→ Records for this exercise:
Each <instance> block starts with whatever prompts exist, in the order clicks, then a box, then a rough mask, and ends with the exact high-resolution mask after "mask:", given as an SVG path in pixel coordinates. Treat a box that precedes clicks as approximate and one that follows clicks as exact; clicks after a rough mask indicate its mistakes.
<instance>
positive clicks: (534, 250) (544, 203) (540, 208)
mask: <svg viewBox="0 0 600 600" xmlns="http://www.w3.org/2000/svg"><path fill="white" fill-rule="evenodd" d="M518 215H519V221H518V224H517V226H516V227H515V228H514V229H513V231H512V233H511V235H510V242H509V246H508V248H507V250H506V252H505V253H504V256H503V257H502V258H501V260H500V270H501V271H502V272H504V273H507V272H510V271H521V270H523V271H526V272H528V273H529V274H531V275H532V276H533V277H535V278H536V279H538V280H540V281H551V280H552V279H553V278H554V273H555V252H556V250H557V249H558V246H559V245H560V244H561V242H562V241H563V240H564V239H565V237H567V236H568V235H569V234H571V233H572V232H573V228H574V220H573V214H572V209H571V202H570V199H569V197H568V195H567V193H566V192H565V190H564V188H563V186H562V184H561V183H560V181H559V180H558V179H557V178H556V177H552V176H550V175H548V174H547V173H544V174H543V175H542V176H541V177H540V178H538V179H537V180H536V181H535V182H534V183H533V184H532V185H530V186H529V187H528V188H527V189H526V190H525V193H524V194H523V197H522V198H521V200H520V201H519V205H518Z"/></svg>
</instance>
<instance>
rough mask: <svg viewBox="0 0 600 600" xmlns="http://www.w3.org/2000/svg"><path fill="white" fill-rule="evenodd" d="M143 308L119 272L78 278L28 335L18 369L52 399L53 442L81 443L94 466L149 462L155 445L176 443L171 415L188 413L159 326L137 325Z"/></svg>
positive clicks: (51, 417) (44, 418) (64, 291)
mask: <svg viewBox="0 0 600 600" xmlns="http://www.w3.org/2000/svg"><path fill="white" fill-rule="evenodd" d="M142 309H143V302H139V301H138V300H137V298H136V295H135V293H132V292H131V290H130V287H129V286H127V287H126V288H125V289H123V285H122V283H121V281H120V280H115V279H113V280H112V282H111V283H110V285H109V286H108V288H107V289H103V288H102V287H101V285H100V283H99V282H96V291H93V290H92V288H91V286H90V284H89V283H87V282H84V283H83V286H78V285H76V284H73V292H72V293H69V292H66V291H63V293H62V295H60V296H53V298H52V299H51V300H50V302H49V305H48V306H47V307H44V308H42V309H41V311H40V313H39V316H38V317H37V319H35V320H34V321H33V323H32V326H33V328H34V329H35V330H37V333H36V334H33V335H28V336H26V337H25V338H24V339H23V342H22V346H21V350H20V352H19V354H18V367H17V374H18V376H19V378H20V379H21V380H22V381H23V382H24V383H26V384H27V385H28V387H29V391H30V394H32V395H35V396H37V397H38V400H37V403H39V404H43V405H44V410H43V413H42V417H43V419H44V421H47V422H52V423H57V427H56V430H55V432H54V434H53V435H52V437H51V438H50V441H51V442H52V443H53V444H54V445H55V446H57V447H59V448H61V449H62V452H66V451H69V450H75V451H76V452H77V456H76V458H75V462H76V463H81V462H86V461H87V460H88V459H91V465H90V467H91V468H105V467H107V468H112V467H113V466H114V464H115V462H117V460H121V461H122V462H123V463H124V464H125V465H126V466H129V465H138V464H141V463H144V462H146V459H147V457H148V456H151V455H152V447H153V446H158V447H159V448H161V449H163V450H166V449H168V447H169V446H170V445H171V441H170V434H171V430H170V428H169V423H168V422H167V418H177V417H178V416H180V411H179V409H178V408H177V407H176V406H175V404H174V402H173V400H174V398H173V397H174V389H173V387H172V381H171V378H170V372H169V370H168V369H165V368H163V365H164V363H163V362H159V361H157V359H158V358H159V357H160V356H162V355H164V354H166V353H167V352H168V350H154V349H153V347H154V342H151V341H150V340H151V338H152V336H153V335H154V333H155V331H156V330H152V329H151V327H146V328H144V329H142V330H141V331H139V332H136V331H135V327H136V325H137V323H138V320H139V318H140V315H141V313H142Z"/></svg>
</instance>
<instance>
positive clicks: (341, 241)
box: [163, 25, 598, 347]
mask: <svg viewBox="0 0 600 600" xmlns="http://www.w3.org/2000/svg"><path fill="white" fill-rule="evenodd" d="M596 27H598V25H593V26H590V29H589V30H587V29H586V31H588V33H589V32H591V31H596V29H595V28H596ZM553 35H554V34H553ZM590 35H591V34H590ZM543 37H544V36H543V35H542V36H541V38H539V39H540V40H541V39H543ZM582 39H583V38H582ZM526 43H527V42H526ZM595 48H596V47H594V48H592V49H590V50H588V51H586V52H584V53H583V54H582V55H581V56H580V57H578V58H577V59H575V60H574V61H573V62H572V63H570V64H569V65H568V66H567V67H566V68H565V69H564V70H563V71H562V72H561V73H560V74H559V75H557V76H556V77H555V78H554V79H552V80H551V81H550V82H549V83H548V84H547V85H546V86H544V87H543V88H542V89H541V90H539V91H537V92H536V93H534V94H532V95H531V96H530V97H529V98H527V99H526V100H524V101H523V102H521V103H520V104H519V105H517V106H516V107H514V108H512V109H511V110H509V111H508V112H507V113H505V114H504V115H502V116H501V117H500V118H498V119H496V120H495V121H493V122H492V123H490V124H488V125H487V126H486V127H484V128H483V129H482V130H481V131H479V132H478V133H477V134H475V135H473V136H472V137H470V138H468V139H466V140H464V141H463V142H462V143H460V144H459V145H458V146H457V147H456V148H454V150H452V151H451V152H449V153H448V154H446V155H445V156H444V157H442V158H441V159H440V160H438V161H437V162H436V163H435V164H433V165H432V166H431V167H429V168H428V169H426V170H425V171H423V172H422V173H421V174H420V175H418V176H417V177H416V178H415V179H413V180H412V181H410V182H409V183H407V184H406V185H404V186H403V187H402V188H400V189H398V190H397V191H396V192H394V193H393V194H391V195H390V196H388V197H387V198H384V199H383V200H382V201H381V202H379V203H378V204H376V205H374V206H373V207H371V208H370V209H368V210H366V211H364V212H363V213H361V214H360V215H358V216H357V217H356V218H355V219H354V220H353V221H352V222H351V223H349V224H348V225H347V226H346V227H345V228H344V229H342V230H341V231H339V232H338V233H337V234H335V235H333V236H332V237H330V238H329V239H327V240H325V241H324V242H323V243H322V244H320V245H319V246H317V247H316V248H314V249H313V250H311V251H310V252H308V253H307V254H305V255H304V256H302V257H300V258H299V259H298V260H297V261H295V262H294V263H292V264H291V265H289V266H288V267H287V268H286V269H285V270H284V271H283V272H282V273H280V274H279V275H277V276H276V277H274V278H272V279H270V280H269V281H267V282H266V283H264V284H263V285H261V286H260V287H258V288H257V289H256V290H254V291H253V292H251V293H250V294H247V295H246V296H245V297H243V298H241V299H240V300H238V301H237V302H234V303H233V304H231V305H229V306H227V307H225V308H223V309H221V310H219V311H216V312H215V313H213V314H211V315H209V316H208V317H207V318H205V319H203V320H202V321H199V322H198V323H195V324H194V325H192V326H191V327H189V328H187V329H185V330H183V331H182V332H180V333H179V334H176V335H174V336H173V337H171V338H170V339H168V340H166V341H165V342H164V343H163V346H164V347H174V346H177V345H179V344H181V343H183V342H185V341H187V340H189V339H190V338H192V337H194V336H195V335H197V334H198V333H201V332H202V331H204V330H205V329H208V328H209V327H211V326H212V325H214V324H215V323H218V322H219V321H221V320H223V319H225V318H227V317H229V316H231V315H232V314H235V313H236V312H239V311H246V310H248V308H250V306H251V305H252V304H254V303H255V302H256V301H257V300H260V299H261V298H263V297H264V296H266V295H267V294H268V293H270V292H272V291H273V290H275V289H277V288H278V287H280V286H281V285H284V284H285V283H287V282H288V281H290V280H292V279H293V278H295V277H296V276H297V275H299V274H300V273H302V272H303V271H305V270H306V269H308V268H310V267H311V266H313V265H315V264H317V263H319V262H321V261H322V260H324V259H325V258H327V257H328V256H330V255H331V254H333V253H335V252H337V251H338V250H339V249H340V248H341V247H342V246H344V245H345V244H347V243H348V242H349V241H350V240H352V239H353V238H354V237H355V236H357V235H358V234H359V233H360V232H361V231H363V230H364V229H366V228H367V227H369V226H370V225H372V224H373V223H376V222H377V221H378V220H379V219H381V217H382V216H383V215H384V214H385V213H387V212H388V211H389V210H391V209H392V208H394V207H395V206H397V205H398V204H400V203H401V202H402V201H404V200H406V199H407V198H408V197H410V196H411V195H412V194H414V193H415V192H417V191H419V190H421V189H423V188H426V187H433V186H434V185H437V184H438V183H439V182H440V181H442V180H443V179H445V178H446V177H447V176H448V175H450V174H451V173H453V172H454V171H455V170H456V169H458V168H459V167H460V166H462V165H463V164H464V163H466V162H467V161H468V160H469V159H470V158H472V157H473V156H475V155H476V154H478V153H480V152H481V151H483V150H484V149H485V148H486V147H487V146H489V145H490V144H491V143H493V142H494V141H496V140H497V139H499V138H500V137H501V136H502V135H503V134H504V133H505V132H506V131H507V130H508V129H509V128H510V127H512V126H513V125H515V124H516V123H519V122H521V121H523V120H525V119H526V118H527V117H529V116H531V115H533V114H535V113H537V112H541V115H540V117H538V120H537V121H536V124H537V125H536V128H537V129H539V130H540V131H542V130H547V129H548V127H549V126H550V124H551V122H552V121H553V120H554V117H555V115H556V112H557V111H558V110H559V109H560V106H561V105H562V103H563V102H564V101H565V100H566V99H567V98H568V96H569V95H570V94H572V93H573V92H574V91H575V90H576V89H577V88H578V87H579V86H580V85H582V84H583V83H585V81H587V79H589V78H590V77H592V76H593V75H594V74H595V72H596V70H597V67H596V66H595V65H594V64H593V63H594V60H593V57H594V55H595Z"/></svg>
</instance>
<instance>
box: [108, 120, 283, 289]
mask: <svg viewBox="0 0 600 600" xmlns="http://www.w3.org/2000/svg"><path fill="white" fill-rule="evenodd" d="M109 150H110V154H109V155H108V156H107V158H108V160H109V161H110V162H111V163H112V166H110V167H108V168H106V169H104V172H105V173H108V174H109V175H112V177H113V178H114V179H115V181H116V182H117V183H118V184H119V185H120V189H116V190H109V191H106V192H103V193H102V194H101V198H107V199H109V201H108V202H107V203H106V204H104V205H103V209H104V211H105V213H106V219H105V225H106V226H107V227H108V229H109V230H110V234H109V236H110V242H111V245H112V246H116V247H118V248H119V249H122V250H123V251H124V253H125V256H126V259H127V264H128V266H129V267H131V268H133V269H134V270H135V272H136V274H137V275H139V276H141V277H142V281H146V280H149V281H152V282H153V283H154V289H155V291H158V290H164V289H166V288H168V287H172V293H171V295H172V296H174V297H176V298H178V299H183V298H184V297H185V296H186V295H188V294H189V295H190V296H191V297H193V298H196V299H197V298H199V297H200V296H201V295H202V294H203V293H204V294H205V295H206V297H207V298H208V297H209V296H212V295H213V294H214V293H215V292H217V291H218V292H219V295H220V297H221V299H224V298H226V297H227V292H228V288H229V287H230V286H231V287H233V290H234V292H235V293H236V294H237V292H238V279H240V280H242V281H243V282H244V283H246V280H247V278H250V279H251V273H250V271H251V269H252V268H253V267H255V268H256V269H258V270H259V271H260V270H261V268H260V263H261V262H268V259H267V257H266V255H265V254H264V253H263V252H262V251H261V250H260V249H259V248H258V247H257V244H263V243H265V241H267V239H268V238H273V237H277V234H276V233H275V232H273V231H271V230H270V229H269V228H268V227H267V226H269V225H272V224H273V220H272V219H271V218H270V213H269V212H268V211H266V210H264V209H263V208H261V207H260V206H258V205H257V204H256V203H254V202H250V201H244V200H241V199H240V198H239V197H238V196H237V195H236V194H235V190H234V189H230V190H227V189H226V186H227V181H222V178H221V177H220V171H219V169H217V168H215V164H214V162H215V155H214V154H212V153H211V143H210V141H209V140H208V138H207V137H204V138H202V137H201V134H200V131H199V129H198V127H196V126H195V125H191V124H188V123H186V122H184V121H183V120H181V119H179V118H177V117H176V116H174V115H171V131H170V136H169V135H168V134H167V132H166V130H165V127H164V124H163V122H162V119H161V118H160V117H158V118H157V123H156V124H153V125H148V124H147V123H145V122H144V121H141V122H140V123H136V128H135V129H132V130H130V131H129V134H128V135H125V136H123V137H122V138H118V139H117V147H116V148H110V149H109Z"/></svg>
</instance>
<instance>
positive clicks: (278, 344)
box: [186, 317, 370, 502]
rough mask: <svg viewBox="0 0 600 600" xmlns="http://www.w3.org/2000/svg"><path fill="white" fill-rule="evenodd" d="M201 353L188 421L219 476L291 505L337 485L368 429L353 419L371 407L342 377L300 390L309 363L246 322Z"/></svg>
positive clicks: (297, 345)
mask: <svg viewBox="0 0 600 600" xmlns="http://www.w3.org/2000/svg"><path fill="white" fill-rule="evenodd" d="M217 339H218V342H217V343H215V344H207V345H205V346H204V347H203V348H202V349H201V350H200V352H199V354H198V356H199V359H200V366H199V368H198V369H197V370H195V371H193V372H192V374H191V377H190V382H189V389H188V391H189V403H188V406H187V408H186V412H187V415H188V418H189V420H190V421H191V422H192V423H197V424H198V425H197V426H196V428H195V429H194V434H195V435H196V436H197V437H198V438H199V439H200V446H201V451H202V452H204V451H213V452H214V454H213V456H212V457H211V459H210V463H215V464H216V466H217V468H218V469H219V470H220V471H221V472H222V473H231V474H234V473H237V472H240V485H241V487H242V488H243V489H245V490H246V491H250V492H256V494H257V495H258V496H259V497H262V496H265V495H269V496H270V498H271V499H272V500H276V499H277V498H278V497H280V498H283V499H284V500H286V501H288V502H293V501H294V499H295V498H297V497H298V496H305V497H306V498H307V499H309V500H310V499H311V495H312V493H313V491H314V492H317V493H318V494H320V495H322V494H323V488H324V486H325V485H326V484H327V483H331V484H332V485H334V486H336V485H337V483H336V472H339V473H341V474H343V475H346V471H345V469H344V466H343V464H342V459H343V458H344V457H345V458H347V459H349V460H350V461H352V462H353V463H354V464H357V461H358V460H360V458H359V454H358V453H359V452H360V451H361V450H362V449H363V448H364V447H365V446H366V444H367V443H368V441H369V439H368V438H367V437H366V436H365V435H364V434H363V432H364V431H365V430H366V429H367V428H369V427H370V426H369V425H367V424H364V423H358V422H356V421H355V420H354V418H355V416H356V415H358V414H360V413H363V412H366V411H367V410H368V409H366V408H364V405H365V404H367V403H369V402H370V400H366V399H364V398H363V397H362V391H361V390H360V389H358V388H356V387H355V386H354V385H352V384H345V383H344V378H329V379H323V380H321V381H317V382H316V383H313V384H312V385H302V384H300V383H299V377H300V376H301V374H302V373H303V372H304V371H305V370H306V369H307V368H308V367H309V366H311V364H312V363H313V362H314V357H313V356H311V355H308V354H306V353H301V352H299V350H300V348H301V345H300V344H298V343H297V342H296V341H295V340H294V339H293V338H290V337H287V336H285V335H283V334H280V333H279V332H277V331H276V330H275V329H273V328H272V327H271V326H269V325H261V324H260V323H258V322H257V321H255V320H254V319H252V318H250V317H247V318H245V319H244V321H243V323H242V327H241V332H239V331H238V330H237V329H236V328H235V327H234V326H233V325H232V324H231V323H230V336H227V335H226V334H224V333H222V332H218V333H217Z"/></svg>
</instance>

→ Work request: List each line in the items above that contains the word "clicks".

→ Task result:
Each <instance> block starts with whatever prompts exist, in the order clicks, then a box, then a rough mask, and ends with the exact high-resolution mask after "mask:", given as an SVG path in pixel coordinates. Treat a box that precedes clicks as approximate and one that follows clicks as exact; clicks after a rough mask indicate its mistakes.
positive clicks: (534, 250) (544, 203) (540, 208)
positive clicks: (51, 417) (44, 418) (64, 291)
positive clicks: (341, 241)
positive clicks: (278, 344)
positive clicks: (297, 345)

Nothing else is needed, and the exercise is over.